Your objective: For this exercise, reproduce only the lines from the one holding "Phrase: parked vehicle" through the final line of the data below, exactly, and omit pictures.

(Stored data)
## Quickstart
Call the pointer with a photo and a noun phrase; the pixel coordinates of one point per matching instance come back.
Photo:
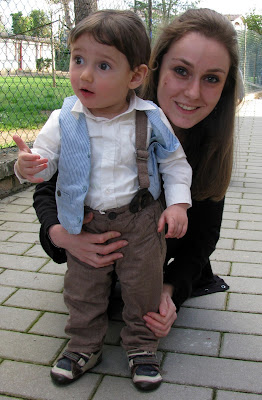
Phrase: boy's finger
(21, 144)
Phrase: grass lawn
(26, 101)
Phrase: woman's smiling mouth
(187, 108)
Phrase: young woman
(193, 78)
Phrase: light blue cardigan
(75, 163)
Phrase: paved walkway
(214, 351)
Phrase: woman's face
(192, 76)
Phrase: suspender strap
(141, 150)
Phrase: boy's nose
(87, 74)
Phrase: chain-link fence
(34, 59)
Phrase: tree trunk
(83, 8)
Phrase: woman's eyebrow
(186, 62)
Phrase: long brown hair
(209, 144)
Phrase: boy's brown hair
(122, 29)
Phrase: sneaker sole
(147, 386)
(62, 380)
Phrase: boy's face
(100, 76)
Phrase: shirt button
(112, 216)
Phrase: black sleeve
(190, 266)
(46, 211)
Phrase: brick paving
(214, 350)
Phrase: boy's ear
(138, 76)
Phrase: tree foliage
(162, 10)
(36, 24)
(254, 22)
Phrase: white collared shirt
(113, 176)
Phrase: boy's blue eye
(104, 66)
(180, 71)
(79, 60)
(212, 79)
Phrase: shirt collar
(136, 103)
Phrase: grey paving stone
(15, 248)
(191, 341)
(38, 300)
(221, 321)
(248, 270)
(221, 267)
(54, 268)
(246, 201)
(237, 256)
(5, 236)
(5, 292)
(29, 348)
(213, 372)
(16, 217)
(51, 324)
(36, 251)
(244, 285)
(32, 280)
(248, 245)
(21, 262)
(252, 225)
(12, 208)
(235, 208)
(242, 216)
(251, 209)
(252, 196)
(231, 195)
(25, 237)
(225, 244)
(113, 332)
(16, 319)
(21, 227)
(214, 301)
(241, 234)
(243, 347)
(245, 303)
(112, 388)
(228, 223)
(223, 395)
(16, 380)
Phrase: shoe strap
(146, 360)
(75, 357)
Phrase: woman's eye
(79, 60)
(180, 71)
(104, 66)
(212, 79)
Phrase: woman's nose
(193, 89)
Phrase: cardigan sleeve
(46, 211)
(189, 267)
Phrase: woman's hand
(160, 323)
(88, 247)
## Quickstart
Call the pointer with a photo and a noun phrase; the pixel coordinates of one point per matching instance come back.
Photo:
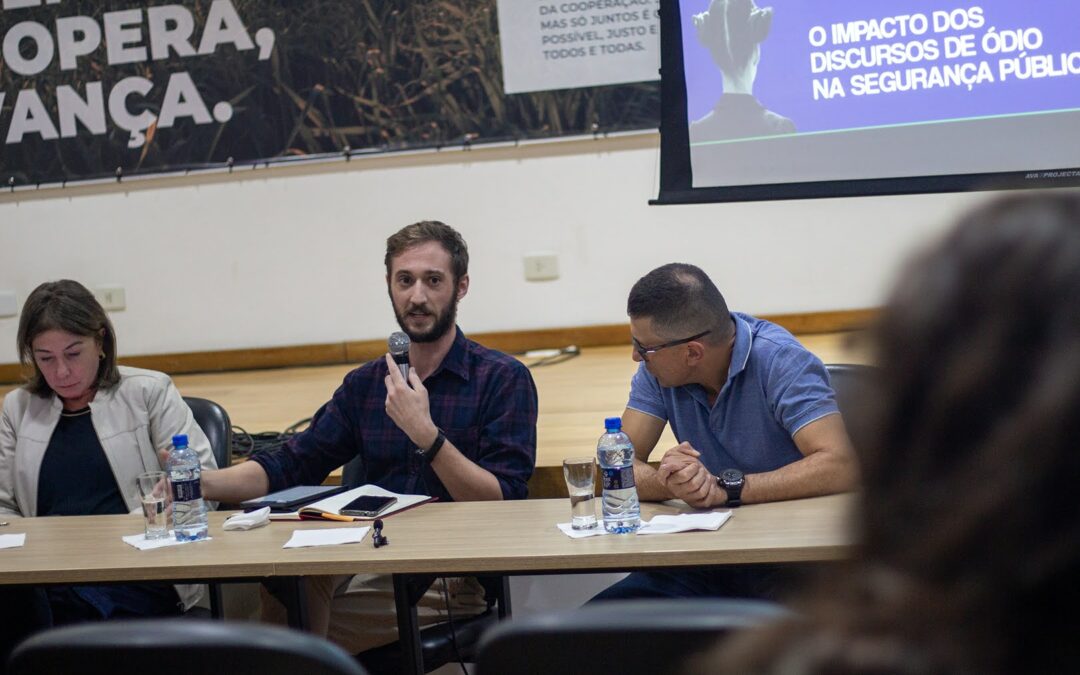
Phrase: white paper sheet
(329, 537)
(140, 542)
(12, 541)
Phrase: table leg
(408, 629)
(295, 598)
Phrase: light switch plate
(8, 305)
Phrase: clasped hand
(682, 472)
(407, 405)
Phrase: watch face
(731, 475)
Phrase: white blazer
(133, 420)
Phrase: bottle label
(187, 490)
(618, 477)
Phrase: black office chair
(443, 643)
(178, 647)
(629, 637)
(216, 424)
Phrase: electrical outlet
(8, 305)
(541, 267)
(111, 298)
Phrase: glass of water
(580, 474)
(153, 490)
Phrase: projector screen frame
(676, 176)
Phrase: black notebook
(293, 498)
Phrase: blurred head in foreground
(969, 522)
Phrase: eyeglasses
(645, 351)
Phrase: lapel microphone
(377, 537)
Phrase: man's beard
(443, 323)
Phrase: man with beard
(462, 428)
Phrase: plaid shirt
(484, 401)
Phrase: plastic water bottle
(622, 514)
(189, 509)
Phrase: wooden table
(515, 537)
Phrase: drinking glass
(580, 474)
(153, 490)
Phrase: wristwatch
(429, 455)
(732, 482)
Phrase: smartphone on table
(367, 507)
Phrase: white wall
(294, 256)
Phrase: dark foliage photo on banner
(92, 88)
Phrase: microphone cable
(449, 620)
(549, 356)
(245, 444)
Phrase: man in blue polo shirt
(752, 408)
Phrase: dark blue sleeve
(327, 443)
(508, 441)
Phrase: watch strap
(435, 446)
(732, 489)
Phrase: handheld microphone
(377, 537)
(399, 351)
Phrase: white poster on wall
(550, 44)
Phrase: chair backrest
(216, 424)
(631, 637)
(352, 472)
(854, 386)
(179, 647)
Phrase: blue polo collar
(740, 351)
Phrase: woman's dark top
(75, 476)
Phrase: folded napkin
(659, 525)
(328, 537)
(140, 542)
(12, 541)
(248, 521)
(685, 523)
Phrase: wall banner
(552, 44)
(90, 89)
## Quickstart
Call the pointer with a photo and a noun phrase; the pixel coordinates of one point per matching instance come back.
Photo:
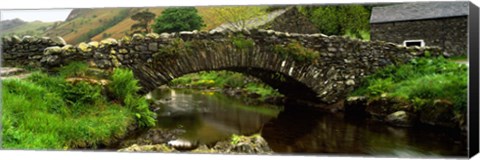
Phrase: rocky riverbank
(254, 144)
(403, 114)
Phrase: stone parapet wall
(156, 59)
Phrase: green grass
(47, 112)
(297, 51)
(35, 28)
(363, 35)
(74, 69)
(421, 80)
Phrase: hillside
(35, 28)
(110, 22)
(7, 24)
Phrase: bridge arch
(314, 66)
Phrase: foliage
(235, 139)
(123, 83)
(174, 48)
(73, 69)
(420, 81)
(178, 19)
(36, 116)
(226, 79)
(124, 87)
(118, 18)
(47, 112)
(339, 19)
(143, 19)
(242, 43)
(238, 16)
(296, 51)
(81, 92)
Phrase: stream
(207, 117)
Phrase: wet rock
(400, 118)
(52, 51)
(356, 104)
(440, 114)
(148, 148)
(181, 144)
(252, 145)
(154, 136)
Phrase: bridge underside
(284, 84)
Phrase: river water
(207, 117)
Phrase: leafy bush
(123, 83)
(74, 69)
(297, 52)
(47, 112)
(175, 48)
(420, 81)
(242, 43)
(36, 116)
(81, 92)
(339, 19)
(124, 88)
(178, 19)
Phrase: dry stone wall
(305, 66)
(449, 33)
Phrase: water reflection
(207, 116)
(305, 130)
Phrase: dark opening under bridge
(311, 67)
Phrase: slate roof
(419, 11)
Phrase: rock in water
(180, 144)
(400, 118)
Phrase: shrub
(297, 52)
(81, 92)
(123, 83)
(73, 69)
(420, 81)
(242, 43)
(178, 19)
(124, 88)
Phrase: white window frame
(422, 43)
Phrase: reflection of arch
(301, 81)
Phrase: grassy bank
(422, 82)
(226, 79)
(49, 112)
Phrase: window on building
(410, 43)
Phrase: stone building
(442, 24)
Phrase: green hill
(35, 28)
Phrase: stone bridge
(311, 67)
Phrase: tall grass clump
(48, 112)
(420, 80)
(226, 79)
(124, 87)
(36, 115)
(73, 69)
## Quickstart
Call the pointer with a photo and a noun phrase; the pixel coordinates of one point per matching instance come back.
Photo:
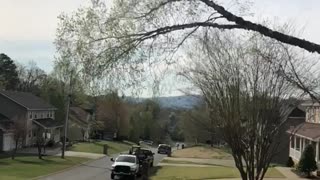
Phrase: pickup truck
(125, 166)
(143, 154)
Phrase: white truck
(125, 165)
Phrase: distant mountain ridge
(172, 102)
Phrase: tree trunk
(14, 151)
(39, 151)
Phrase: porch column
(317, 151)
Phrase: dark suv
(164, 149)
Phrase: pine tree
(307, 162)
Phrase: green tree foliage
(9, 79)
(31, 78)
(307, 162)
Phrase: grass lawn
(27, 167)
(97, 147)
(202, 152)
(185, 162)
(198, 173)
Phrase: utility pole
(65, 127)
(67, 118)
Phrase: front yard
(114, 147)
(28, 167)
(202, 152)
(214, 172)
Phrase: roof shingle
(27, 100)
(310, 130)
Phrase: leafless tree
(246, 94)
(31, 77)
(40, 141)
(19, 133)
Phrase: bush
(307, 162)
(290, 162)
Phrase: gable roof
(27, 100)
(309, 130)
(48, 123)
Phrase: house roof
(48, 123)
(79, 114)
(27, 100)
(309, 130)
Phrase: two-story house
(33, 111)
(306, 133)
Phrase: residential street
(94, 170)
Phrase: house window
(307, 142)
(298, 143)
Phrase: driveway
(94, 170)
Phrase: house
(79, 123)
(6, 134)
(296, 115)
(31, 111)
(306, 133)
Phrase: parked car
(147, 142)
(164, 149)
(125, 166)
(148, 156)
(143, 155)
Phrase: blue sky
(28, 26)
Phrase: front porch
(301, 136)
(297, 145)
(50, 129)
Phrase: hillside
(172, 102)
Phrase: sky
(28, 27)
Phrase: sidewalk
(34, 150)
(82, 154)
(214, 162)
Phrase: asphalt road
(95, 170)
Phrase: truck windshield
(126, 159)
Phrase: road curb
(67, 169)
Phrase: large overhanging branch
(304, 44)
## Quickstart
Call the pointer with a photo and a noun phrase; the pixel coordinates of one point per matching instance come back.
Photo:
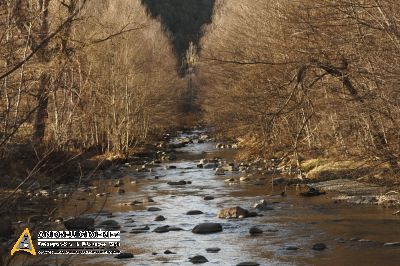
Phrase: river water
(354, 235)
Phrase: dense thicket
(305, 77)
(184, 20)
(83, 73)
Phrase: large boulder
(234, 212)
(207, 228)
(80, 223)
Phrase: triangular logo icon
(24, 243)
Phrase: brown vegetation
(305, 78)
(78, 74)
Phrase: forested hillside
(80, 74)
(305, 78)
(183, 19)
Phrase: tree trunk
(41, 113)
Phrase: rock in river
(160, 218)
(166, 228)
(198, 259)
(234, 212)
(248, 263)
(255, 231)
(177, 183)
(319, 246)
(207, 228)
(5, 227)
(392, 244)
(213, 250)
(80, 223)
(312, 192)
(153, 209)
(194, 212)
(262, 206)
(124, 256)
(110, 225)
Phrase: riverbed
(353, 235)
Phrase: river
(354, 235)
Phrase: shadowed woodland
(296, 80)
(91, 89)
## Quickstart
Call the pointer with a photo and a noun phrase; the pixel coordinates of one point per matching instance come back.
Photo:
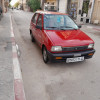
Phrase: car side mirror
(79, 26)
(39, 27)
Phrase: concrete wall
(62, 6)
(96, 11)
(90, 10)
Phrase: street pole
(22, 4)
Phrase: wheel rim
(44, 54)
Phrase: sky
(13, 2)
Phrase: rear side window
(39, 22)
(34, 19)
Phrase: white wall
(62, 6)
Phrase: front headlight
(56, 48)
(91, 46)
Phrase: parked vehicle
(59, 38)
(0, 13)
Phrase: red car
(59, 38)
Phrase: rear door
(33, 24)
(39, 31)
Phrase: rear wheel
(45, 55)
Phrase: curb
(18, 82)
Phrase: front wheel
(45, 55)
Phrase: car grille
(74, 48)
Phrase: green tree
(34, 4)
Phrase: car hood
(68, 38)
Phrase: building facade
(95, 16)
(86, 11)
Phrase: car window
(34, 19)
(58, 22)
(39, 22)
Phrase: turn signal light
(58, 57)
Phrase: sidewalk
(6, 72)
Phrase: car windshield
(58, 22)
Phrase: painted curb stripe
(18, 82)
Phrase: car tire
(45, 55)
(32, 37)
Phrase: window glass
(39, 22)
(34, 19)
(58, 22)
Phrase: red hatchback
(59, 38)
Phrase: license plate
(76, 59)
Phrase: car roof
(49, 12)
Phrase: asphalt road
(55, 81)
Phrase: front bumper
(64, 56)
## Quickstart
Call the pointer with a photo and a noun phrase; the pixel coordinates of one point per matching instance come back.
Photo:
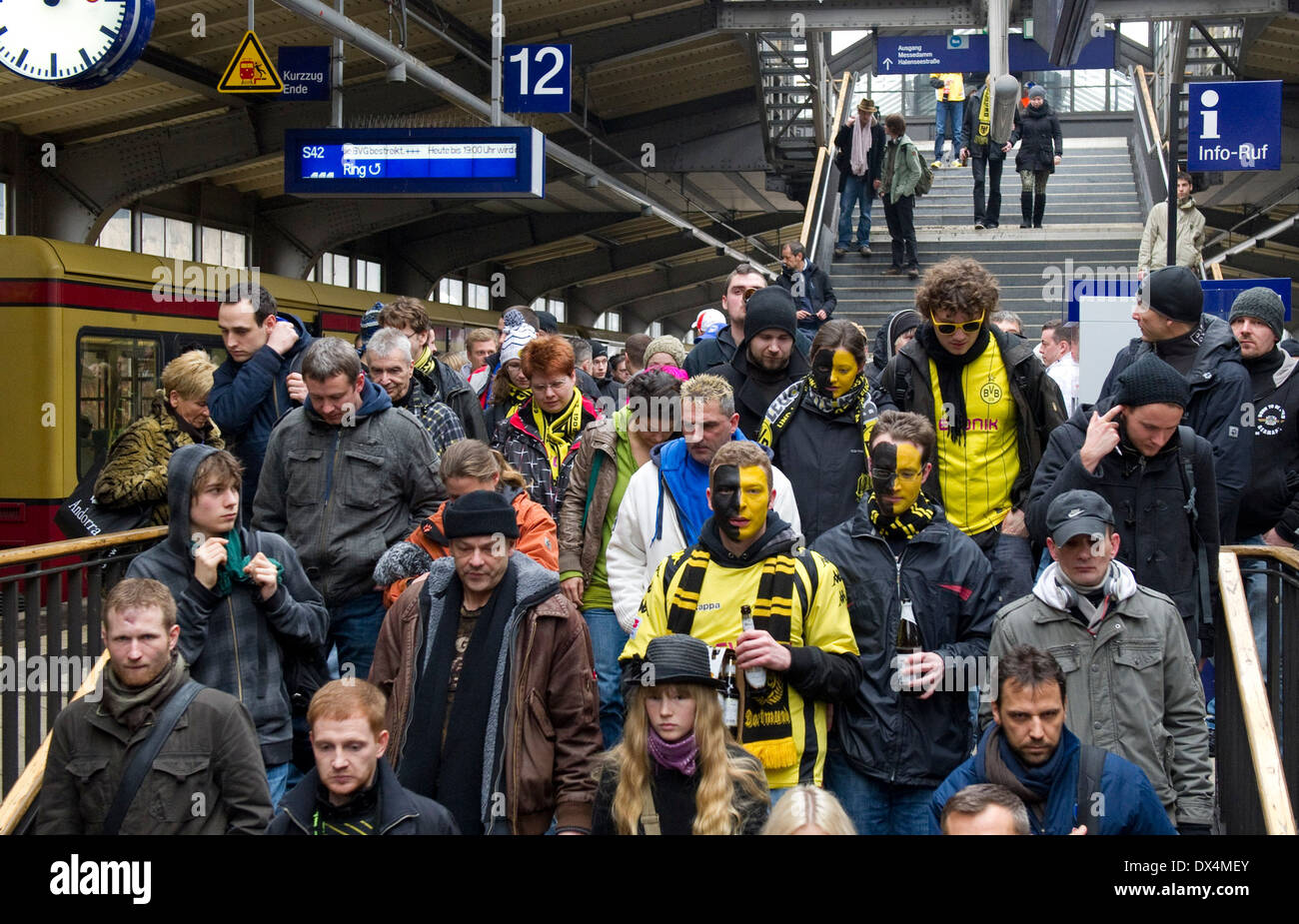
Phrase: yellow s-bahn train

Solution for this exercise:
Phrase: parked vehicle
(59, 38)
(0, 13)
Phrase: red car
(59, 38)
Phrase: rear door
(33, 24)
(39, 31)
Phrase: rear wheel
(45, 55)
Phrase: curb
(18, 82)
Phrase: front wheel
(45, 55)
Phrase: car grille
(74, 48)
Phrase: green tree
(34, 4)
Phrase: car hood
(68, 38)
Phrase: building facade
(95, 16)
(86, 11)
Phrase: car window
(34, 19)
(58, 22)
(39, 22)
Phrase: turn signal light
(58, 57)
Phrase: sidewalk
(6, 72)
Phrase: car windshield
(58, 22)
Phrase: painted curb stripe
(18, 82)
Phrase: car tire
(45, 55)
(32, 37)
Phrase: window glass
(39, 22)
(34, 19)
(58, 22)
Phrase: red hatchback
(59, 38)
Phrase: license plate
(76, 59)
Phrase: car roof
(49, 12)
Phrase: asphalt road
(55, 81)
Phrase: front bumper
(64, 56)
## Quickstart
Call the pointer with a photo and a noun phrase; the pixel coordinates of one point per matching instance come back.
Photo:
Phrase: yellow s-bahn train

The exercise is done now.